§ Work to do: Using the Tarnów text below, say whether each statement agrees with it, answering yes or no and quoting the deciding words. (a) The first privilege for a Jewish community in Tarnów was granted in 1582 by Konstanty Ostrogski. (b) The privilege let Jews have 20 dwelling places on the Jewish street. (c) The burghers secured the privilege's abrogation in 1670.

§ Document text:
- - -

Town in southern Poland, 72 kilometers east of Kraków. Tarnów was founded in 1330, and in the century that followed, Jews were allowed to settle there by its owner, the nobleman Jan Amor. The first privilege authorizing the establishment of a Jewish community was granted in 1582 by the town’s new owner, Konstanty Ostrogski, and was renewed by his successor, Władysław Dominik Ostrogski, in 1637. This privilege exempted the Jews of Tarnów from municipal jurisdiction, entitling them to engage in trade in their own buildings and shops and to distill and deal in alcoholic beverages. They were permitted to have 12 dwelling places on the “Jewish street” (ulica Żydowska). Jews were to pay taxes directly to the magnate and could establish a cemetery near the city. The municipality was responsible for securing the synagogue and cemetery from attack.


Widok rynku w Tarnowie (View of the Market in Tarnów). Zygmunt Vogel, Poland, 1800. Watercolor on paper. In the center foreground, a group of three Jewish men are depicted. Regional Museum in Tarnów, Poland. Photograph by Robert Moździerz. (MT-A-/254. Regional Museum in Tarnów, Poland)

The privilege met with strong opposition from the burghers, and in 1654 they were able to secure its abrogation. The devastating effect of the Swedish invasion in 1655, epidemics, and a major fire in 1663 led to an economic crisis in the town. An agreement was reached in May 1670 between the burghers and the Jews, allowing Jews once again to trade. A parallel agreement was concluded between the Christian artisan guilds and their Jewish counterparts. The 1582 privilege was confirmed thereafter by several subsequent owners of the town.

- - -

§ Data extract:

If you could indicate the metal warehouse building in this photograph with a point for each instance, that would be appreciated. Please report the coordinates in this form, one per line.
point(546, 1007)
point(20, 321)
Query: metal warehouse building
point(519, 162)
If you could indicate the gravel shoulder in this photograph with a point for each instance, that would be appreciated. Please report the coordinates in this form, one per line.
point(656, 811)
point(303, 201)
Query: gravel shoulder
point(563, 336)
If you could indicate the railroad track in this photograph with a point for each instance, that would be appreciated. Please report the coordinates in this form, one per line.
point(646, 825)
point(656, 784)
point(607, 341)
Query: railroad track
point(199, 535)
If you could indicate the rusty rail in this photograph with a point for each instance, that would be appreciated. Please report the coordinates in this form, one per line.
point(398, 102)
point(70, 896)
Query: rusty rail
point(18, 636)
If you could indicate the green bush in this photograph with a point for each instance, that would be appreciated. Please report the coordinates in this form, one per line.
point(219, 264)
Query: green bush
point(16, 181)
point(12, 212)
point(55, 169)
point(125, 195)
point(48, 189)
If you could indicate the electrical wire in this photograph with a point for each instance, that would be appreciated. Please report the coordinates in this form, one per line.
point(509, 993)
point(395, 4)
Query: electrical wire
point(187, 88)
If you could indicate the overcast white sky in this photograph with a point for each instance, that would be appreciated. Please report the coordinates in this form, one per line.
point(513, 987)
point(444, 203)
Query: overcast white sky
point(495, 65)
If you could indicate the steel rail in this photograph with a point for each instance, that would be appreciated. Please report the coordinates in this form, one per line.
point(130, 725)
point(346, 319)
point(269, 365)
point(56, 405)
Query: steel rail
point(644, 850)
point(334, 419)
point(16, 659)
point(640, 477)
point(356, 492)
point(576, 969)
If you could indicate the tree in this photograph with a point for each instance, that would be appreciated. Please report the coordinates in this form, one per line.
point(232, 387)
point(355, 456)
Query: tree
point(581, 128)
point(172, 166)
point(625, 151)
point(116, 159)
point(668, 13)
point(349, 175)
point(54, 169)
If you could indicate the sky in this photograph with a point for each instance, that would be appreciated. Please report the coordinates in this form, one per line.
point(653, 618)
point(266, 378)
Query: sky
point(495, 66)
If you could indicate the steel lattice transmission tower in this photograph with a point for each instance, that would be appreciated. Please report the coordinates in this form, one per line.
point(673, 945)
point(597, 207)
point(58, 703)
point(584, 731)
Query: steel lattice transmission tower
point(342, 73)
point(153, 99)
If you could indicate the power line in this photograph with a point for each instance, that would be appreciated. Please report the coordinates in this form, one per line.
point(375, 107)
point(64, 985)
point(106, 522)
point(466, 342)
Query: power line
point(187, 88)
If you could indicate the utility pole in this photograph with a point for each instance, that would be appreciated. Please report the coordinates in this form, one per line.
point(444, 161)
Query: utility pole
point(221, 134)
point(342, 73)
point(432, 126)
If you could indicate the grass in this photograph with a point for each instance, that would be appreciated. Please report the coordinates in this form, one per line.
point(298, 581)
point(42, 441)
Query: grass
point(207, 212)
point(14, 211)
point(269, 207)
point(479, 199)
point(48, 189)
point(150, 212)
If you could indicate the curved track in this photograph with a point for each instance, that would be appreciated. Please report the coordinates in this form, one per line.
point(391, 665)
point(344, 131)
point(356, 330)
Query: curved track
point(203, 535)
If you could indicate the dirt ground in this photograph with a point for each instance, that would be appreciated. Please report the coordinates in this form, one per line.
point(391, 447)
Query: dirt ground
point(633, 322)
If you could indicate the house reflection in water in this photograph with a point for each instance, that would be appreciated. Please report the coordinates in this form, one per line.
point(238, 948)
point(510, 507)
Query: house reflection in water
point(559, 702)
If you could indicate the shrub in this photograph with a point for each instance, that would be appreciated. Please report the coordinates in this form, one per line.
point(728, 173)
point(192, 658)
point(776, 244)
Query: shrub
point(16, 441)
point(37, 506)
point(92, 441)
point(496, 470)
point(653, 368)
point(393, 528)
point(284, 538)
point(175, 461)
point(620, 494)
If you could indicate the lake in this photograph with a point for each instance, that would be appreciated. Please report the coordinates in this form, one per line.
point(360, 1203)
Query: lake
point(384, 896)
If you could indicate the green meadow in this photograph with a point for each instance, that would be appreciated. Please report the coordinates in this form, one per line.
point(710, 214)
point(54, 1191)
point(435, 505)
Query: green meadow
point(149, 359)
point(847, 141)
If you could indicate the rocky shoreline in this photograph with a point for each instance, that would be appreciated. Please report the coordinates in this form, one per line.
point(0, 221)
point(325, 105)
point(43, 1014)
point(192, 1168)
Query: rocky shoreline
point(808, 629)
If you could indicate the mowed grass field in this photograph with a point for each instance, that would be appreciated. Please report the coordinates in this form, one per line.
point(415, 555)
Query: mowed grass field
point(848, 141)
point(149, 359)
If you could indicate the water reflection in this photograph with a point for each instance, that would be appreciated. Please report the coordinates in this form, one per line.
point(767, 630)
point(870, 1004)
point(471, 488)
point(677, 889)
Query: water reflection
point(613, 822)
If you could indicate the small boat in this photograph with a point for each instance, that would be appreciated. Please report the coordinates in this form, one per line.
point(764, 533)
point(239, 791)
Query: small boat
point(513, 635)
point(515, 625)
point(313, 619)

- - -

§ Problem solution:
(a) Yes: "The first privilege authorizing the establishment of a Jewish community was granted in 1582 by the town’s new owner, Konstanty Ostrogski"
(b) No: "They were permitted to have 12 dwelling places on the “Jewish street” (ulica Żydowska)."
(c) No: "in 1654 they were able to secure its abrogation"